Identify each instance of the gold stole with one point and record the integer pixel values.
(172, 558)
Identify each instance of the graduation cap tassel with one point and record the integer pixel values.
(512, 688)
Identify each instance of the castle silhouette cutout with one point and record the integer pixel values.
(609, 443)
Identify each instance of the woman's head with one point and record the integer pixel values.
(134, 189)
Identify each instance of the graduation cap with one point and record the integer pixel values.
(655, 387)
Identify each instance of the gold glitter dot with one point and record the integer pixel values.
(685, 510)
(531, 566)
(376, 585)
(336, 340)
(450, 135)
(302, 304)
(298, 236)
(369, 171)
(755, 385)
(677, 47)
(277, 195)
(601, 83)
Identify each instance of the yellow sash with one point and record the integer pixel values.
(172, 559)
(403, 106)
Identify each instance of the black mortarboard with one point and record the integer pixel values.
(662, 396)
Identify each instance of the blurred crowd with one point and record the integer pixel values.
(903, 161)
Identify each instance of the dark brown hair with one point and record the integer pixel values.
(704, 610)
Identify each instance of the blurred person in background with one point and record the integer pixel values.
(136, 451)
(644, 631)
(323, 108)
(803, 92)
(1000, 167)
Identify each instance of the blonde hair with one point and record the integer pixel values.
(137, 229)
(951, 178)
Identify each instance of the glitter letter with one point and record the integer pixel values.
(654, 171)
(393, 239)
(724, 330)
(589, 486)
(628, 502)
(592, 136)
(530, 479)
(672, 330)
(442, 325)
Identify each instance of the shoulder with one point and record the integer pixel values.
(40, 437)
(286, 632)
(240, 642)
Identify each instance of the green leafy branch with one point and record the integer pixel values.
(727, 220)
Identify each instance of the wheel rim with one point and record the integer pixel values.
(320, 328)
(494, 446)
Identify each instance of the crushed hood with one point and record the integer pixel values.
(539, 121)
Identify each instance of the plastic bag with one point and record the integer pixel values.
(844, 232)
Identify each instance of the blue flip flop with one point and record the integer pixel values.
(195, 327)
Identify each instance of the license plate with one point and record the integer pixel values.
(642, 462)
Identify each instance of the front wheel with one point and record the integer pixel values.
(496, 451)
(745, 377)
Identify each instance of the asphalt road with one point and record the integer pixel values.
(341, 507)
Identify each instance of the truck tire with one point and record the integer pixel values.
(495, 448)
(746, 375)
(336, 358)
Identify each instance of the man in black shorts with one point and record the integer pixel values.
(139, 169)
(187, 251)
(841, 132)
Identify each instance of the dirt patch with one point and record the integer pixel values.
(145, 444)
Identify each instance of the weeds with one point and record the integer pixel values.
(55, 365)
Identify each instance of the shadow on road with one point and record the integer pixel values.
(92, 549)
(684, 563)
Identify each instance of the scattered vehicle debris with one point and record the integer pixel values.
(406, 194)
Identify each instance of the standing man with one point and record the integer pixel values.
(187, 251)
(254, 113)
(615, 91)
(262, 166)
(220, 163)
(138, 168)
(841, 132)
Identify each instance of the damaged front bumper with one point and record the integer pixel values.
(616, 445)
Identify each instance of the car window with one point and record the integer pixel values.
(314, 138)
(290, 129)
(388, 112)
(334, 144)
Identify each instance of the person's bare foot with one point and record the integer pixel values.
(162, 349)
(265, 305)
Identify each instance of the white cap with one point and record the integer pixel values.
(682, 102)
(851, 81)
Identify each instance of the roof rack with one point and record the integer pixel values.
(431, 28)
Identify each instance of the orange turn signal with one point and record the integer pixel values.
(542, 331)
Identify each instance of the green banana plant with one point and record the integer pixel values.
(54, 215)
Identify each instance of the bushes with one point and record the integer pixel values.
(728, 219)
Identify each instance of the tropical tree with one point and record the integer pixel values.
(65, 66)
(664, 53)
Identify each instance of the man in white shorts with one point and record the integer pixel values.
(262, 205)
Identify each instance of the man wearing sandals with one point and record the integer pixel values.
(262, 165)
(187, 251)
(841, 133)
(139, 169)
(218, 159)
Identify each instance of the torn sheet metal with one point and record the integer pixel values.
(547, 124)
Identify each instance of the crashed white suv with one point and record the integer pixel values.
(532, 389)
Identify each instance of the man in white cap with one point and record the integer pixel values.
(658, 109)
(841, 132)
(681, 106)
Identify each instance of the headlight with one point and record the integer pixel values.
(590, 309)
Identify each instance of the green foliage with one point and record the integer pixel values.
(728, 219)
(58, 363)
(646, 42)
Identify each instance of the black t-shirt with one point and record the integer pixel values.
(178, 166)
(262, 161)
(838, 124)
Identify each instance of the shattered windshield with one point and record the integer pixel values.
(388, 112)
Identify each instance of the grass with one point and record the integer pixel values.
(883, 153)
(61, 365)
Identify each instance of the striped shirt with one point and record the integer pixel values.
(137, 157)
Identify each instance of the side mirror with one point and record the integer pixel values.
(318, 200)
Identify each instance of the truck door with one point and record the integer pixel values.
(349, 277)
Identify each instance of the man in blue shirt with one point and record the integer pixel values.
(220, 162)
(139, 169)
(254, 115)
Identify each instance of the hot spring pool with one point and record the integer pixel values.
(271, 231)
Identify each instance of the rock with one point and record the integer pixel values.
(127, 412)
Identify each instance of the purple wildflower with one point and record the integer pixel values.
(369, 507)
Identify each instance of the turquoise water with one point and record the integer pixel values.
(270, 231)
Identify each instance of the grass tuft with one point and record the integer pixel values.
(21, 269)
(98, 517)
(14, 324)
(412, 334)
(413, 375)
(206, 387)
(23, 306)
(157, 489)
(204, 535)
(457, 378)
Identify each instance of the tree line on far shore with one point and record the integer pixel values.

--------------------------------------------------

#### Directions for this task:
Output every item above again, line for line, with no character changed.

#### Response:
Identify each instance of the gold stole with one point and record the integer pixel values.
(172, 558)
Identify each instance of the graduation cap tassel with one point and record the integer pixel values.
(512, 688)
Identify each instance of the castle silhouette cutout with one point and record the integer pixel values.
(609, 443)
Identify each instance of the woman's head with one point and record the integer pixel values.
(134, 189)
Identify each instance of the graduation cap with one point and record the integer pixel values.
(655, 387)
Identify each instance of the gold glitter dot with one point and record the integer pixel values.
(685, 510)
(531, 566)
(376, 585)
(336, 340)
(450, 135)
(302, 304)
(298, 236)
(369, 171)
(755, 385)
(677, 47)
(277, 195)
(601, 83)
Identify each instance of the yellow sash with one point and record the integer pixel values.
(172, 559)
(403, 106)
Identify each instance of the black mortarboard with one point and record the integer pixel values.
(662, 396)
Identify each instance of the blurred crowd with one point and record the integer pixel values.
(903, 161)
Identify each instance of the dark brown hair with one point and record the integer pixel values.
(704, 610)
Identify each instance of the blurred person in background with one point and record the integer pixel values.
(136, 451)
(644, 631)
(323, 108)
(803, 92)
(1000, 167)
Identify each instance of the blonde hair with one point and record the integer pixel values.
(137, 229)
(951, 178)
Identify each instance of the glitter letter with one point and record the integer pixel values.
(654, 171)
(393, 239)
(724, 330)
(589, 486)
(628, 502)
(592, 136)
(530, 479)
(672, 330)
(442, 325)
Identify each instance of the shoulder with one point and record the integer pixel values.
(40, 437)
(286, 632)
(240, 642)
Identify each instance of the green leafy branch with one point and record the integer pixel values.
(727, 220)
Identify each instance of the wheel rim with one point and record the integer pixel values.
(320, 328)
(494, 446)
Identify each instance of the crushed hood with one point and record the integer pixel values.
(539, 121)
Identify each instance of the plastic bag with one point and record the integer pixel values.
(844, 232)
Identify each instance of the blue flip flop with one point and record the integer pixel values.
(195, 327)
Identify each instance of the license plate with one point and record the integer pixel values.
(642, 462)
Identify each instance of the front wheel with one point and record the integer pixel values.
(496, 451)
(745, 377)
Identify each instance of the asphalt road with one point and record the integer pixel values.
(341, 507)
Identify each instance of the truck tire with one point and record the integer pixel values.
(495, 448)
(746, 375)
(336, 358)
Identify each instance of the man in black shorts with one point and record the integer pixel values.
(139, 169)
(187, 251)
(841, 132)
Identify each instance of the dirt patch with one point and record the integer pixel values.
(145, 444)
Identify each instance of the weeds with one point and record the integer pixel values.
(55, 365)
Identify each instance of the shadow on road with one point and record the integer pixel values.
(92, 549)
(684, 563)
Identify each instance of the scattered vehicle debris with one point and record the integer pixel values.
(406, 194)
Identify each instance of the standing man with one point and record the integer pixel values.
(187, 251)
(254, 113)
(615, 91)
(262, 166)
(220, 163)
(138, 168)
(841, 132)
Identify each instance of the damaged front bumper with one point and record the integer pixel values.
(616, 445)
Identify each instance of the car window with one point and record the integer pixel values.
(314, 138)
(290, 129)
(388, 112)
(334, 144)
Identify each instance of the person's bare foot with one point and record the integer pixel values.
(162, 349)
(265, 305)
Identify each instance of the white cap with one point and record the integer pixel values.
(682, 102)
(851, 81)
Identify each instance of the roof rack with one point and record the integer pixel values.
(431, 28)
Identify each instance of the orange turn signal with one point and record the integer pixel values.
(542, 331)
Identify each instance of the green banana plant with one point and record the integer pixel values.
(54, 215)
Identify each instance of the bushes with one point and record the integer pixel values.
(728, 219)
Identify each instance of the tropical tree with one point and record the integer pixel values.
(65, 66)
(664, 53)
Identify each instance of the man in white shorts with one point and record the integer pixel values.
(262, 205)
Identify each instance of the man wearing sandals with one point and record the integer pixel values.
(262, 165)
(187, 251)
(841, 133)
(139, 169)
(218, 159)
Identify each instance of the torn sheet metal with one point and record the integer pixel values.
(547, 124)
Identify each instance of the crashed white suv with one point and record the integer pixel values.
(532, 389)
Identify each instance of the man in white cap with one point and record the integer pixel values.
(658, 109)
(841, 132)
(681, 106)
Identify each instance of the headlight with one point and record the integer pixel values.
(590, 309)
Identify each instance of the green foliage with one point and record the integer pixel values.
(728, 219)
(58, 363)
(646, 42)
Identify each instance of the black t-shirt with one point and record the integer pixel values.
(178, 166)
(262, 161)
(838, 124)
Identify each instance of the shattered windshield with one point and record the integer pixel values.
(388, 112)
Identify each instance of the grass with one point and record the integer pixel values.
(883, 153)
(61, 365)
Identify each instance of the striped shirt with one point and record the integer pixel values.
(137, 157)
Identify each instance of the side mirror with one point and record the integer pixel values.
(318, 200)
Identify each instance of the truck door with one point and record the integer pixel values.
(349, 277)
Identify each instance of the man in blue shirt with one point and record the integer pixel values.
(220, 162)
(139, 169)
(254, 115)
Identify each instance of the hot spring pool with one point and record the integer pixel values.
(271, 231)
Identify each instance of the rock with one point and record the integer pixel values.
(127, 412)
Identify each instance of the purple wildflower with one point and record the integer pixel values.
(369, 507)
Identify each instance of the turquoise water with one point and record the integer pixel values.
(270, 231)
Identify each instance of the grass tuft with one point and record the integer pixel values.
(21, 269)
(98, 517)
(14, 324)
(412, 334)
(413, 375)
(206, 387)
(23, 306)
(157, 489)
(204, 535)
(457, 378)
Identify each instance of the tree line on far shore with one point and record the integer pixel values.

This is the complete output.